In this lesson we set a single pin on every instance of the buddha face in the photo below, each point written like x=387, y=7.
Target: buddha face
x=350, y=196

===

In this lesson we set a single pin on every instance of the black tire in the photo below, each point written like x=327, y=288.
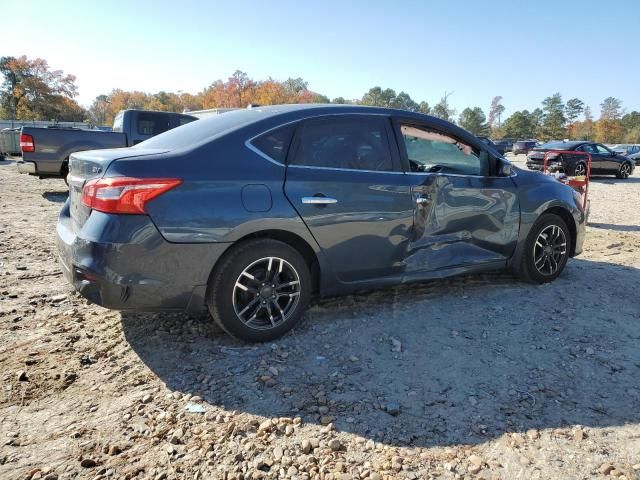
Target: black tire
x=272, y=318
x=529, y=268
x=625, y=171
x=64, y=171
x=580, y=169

===

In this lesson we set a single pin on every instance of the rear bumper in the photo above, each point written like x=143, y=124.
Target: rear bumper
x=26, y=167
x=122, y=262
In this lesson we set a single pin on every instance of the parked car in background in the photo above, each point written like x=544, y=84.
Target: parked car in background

===

WHAT YOU NEED TO DO: Only one stretch of the entries above is wanted: the lines from the one containing "Target: rear bumper" through the one containing "Target: parked car in background". Please reproduce it exactly.

OUTPUT OF THE TASK:
Target: rear bumper
x=26, y=167
x=122, y=262
In this lesson we set a single pin on every instance of the parked car in background in the photo above, each point written like x=544, y=84.
Target: parked car in background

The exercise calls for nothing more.